DATASET ROWS =
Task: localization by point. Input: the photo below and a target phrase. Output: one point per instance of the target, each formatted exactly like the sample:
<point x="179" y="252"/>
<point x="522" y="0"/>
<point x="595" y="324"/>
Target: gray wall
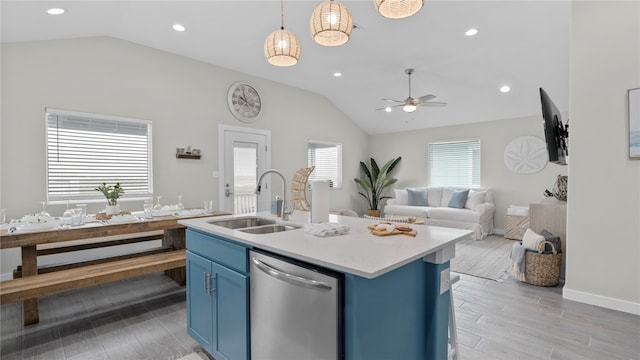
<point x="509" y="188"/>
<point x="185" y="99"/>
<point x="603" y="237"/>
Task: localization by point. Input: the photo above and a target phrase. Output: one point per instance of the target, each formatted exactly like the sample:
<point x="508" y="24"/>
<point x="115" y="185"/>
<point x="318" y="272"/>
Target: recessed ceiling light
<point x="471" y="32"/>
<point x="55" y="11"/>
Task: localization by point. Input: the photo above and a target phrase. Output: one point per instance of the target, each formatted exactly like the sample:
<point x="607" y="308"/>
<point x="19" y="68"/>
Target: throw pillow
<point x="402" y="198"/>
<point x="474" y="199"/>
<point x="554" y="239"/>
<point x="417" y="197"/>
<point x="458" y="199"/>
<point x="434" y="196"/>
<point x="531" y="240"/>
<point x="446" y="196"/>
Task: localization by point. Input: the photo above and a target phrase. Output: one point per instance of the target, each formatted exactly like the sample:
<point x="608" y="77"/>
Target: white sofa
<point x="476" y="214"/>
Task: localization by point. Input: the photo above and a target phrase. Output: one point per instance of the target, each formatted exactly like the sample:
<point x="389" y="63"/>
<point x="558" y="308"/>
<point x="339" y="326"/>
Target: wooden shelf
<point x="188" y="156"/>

TO BE DONE =
Copy the data above word for word, omitting the picture.

COMPLETE OUTPUT =
Task: localization by point. Input: the photo below and a target phrase. Output: one point per instance of the target, each formatted exactly like the sample:
<point x="179" y="252"/>
<point x="522" y="0"/>
<point x="595" y="324"/>
Target: gray wall
<point x="509" y="188"/>
<point x="185" y="99"/>
<point x="603" y="237"/>
Task: localization by point. Input: the photo above and a target phrase. Output: one point per instance of the target, each formatted exactly like the sample:
<point x="508" y="24"/>
<point x="115" y="185"/>
<point x="318" y="272"/>
Target: recessed ceiling light
<point x="471" y="32"/>
<point x="55" y="11"/>
Task: localization by point. Input: the photo above and a target phrase. Output: one point per instance of the target, each formatted exactly like the sample:
<point x="607" y="308"/>
<point x="19" y="68"/>
Target: throw pillow
<point x="402" y="198"/>
<point x="474" y="199"/>
<point x="554" y="239"/>
<point x="417" y="197"/>
<point x="458" y="199"/>
<point x="434" y="196"/>
<point x="531" y="240"/>
<point x="446" y="196"/>
Task: localization by point. Input: the photo above and a target phrase. Output: one point per instance of the target, each formatted exactly like the sample:
<point x="608" y="77"/>
Target: white sofa
<point x="476" y="214"/>
Task: localization by point. Input: the photo above and a target phrase. Output: one point per instance of the target, each formatted exactly like the sample:
<point x="389" y="63"/>
<point x="558" y="308"/>
<point x="339" y="326"/>
Target: wooden shelf
<point x="188" y="156"/>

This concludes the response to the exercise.